* Task list:
[A] Do the following statements agree with the text on takeaway-only restrictions? Answer yes or no for each, and quote the words from the text that decide it. (i) Businesses in the writer's area receive more financial support than those in Tier 1 and Tier 2. (ii) Some cafes can no longer serve fresh cream cakes because the cream doesn't keep. (iii) The area has been under additional restrictions since the end of July.
[B] Proceed with the text on takeaway-only restrictions, picking up after its final sentence.

* Document extract:
◇ ◇ ◇ ◇ ◇ ◇ ◇

I’m eating from a box. I’m eating from a cardboard box. I’m eating from a box. (Anyone who doesn’t like ’80s music won’t get that, sorry.) I’m eating from cardboard boxes – or paper bags – because, here in an area of the country which has been under additional restrictions since the end of July, restaurants, pubs, bars, cafes and tea rooms are not allowed to open, unless it’s to serve takeaways or food for delivery.
We’re doing our best. We really are. It’s quite fun, in a Spirit of the Blitz kind of way, to buy a cardboard cup of mulled wine from a local cafe which has set up a cauldron at the side of one of the busiest main roads in the country, and to drink it whilst standing on the pavement, chatting to whoever else happens to be there, over the noise of the traffic. Or to see people cooking paella outside the Spanish cafe near the library, or holding a barbecue at the side of National Trust cafe in December when the temperature outside’s barely above freezing. Well, as long as it’s not raining, anyway.
But it’s really not much fun for the people running these places, especially those running small independent businesses. These businesses get not a penny more in financial support than those in Tier 1 and Tier 2, which are able to throw their doors open and welcome customers inside, or at least to have customers sitting at tables outside. Some of them have spent a considerable amount of money in adapting their premises so that they can serve take-aways – that’s a lot of money out at a time when they’re getting very little money in. They don’t want to close, because then their loyal customers will have no choice but to go elsewhere. I’ve had distressed owners and staff, in cafes which would normally be packed out at this time of year, apologising for only being able to offer me a very small selection to choose from, saying that they’re no longer able to serve fresh cream cakes as the cream doesn’t keep and they aren’t selling enough in a day for it to be viable. And that they’ve had to run down their stock of frozen goods because they can no longer afford the electricity to keep all their freezers running.

◇ ◇ ◇ ◇ ◇ ◇ ◇

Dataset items
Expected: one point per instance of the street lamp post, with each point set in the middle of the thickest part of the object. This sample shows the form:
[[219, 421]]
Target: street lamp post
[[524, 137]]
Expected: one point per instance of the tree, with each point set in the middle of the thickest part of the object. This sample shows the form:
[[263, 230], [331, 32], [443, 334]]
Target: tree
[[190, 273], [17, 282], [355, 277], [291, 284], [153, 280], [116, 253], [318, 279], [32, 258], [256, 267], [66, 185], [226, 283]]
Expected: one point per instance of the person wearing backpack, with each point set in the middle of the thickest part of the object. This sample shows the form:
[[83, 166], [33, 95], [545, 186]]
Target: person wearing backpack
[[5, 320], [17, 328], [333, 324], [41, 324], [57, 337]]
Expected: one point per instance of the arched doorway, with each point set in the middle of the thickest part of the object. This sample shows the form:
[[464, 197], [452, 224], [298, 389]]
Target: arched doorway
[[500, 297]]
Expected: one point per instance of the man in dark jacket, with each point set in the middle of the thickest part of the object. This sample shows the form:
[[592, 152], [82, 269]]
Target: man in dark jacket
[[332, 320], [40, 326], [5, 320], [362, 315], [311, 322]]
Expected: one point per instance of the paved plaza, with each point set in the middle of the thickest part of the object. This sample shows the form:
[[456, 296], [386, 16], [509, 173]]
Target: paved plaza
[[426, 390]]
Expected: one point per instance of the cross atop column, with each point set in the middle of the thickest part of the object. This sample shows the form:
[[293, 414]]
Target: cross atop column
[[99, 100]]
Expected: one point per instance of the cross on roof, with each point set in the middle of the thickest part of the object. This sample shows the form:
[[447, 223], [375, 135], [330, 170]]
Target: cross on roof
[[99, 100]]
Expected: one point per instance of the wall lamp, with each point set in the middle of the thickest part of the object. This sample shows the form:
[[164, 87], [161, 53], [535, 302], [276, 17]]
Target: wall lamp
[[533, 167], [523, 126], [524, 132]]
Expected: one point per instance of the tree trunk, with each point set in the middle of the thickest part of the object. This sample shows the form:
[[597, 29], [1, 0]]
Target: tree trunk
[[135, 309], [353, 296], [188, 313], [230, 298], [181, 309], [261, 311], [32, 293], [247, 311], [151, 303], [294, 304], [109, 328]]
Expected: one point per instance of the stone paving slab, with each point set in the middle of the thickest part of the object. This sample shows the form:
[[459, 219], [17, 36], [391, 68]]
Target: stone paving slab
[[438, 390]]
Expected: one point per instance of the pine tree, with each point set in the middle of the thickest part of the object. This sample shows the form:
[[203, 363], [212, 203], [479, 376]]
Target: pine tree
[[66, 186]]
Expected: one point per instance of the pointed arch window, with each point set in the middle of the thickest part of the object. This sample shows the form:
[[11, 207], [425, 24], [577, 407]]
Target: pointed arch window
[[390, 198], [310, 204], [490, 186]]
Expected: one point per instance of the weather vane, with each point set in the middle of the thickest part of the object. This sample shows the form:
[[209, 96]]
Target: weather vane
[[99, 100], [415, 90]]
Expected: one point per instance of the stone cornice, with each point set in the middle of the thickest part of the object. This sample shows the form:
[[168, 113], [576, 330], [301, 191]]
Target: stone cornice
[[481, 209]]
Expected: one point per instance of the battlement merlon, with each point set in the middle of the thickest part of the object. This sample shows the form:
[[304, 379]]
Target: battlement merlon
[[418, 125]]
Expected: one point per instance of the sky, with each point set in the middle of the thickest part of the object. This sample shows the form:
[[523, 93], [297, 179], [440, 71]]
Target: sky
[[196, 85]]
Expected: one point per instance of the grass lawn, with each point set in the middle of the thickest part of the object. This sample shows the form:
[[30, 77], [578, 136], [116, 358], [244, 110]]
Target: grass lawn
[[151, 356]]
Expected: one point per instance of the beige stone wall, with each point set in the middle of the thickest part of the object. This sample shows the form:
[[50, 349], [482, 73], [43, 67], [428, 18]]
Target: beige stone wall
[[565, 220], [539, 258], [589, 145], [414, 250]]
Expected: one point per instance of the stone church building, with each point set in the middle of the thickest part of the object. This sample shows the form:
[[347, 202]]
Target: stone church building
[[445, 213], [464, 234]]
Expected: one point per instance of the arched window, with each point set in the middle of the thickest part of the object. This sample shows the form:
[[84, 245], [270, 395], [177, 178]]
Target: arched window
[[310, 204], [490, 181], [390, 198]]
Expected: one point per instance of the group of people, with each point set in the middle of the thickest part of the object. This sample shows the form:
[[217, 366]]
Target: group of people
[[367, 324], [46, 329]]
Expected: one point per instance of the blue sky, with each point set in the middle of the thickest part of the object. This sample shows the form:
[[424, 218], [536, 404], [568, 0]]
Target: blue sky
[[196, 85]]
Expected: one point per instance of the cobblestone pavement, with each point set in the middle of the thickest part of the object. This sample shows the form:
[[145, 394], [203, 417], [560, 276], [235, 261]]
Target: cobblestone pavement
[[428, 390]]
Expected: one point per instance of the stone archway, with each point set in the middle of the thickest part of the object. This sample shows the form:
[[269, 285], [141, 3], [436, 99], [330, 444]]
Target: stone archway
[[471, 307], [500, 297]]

◇ ◇ ◇ ◇ ◇ ◇ ◇

* Answers to the exercise:
[A]
(i) No: "These businesses get not a penny more in financial support than those in Tier 1 and Tier 2"
(ii) Yes: "they’re no longer able to serve fresh cream cakes as the cream doesn’t keep"
(iii) Yes: "under additional restrictions since the end of July"

[B]
Places whose business is linked to particular events – pubs and cafes near football grounds, or people who run stalls at music events – aren’t even getting any business from takeaways and deliveries.
And yet, as I’ve said, these businesses get not a penny more in financial support than those in Tier 1 and Tier 2. This is what Andy Burnham keeps saying. This is what Gary Neville was saying on the Sophy Ridge on Sunday yesterday, when he tore strips off both main political parties: maybe we should have footballers running the country. We’ve already had an SOS beamed on to the side of Blackpool Tower. Should we try beaming one on to every landmark of every area of the North and Midlands which is suffering like this?
Places are closing down already. Some independent businesses in the hospitality sector can’t keep going much longer. We’ve got an action group trying to promote local economic recovery. UnitedCity. This is Manchester, OK: we like using football terminology! But it’s not easy, when there’s so little support available.
I’m going to keep eating from cardboard boxes. And paper bags. And just hope that it isn’t for much longer. Because we can’t go on like this for much longer. However much fun it may be to drink mulled wine by the roadside.
How can it be right than small hospitality businesses in Tier 3, which are banned from welcoming in customers, only get the same grants as those in Tier 1 and Tier 2? Well, quite frankly, it isn’t.